- _DO THIS_
Gather every line of the listing below that contains the string "separate", matching case exactly.

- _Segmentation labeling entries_
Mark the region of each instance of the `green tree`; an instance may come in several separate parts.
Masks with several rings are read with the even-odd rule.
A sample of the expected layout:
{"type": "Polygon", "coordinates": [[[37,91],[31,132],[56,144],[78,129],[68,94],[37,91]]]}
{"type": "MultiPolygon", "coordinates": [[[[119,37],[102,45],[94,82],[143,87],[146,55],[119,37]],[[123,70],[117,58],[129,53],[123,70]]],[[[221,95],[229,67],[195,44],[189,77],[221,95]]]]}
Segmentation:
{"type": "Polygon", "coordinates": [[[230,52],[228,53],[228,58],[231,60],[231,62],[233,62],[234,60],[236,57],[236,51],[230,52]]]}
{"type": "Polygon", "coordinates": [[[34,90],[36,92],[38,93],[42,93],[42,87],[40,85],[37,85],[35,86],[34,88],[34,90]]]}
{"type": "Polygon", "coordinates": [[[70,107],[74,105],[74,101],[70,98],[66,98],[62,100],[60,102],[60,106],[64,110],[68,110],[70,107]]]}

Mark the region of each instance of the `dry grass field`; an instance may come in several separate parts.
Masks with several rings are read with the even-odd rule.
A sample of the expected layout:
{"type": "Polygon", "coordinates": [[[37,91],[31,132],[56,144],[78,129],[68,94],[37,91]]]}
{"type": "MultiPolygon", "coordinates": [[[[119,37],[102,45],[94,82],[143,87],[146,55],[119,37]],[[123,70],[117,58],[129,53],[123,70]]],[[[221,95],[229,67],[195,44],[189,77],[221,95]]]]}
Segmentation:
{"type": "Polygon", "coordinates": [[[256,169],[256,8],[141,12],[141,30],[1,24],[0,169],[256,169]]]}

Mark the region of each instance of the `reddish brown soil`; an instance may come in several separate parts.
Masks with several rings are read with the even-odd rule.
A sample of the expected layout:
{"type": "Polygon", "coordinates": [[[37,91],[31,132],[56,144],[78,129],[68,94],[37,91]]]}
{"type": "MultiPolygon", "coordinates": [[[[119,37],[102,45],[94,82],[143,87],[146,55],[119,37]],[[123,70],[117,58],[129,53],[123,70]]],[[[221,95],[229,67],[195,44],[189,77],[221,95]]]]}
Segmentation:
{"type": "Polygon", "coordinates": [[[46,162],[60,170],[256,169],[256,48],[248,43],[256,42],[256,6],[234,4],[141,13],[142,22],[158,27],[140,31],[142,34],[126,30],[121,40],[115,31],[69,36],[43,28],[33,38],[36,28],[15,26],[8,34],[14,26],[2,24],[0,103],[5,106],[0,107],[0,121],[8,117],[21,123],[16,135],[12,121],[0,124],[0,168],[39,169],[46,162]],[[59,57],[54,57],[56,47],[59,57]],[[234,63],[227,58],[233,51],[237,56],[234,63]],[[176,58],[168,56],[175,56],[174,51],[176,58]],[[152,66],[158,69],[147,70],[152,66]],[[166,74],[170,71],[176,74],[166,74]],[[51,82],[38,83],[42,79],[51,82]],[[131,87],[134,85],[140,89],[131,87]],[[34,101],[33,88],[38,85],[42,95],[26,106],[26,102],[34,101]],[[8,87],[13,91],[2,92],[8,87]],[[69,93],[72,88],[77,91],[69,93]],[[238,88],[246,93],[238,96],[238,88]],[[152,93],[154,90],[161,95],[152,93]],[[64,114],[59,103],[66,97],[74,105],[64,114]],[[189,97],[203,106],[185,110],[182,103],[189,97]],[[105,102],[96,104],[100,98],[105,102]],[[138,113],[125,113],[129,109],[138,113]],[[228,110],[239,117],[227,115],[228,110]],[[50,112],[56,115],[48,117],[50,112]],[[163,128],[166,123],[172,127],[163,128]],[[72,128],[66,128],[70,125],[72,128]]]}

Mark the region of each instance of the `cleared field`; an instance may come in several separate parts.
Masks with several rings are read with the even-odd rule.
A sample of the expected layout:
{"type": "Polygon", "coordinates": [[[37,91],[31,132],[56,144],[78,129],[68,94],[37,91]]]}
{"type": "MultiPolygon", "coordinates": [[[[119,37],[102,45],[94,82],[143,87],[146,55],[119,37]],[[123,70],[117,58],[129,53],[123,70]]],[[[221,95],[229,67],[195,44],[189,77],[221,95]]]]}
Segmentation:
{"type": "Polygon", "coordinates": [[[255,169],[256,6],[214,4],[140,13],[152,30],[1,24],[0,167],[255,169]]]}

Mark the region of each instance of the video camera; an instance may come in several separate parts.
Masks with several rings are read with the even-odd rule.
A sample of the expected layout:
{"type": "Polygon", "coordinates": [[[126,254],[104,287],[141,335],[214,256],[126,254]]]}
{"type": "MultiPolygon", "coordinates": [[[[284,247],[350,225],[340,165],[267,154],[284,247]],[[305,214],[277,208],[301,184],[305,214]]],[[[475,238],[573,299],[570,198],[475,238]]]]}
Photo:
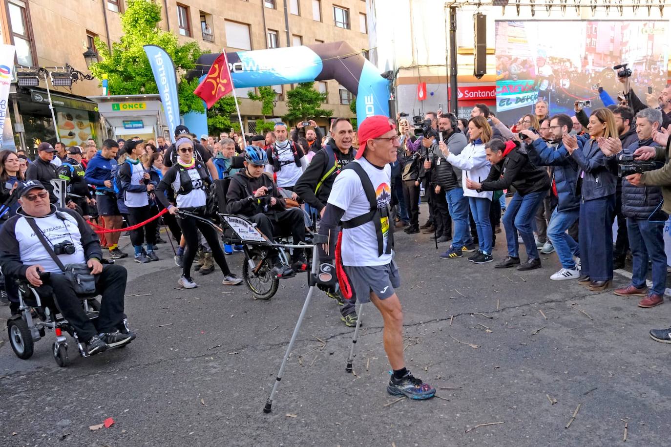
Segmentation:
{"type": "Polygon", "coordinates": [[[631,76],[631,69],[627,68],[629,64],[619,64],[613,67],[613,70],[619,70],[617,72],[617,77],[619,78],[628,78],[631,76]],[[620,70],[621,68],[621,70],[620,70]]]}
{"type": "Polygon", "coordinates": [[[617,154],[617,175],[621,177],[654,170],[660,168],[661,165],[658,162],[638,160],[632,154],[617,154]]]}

- _COMPLETE ANSWER_
Mark the region of each instance of the `green tree`; an instance may come in several separate parts.
Mark the region of each instance of the `dry grass field`; an instance may come in several separate parts.
Mark the region of each instance of the `reddish brown soil`; an instance may come in several separate parts.
Mark the region of each instance of the `cleared field`; an instance may come in several separate parts.
Mark the region of each instance of the video camera; an instance may come in several separate parts.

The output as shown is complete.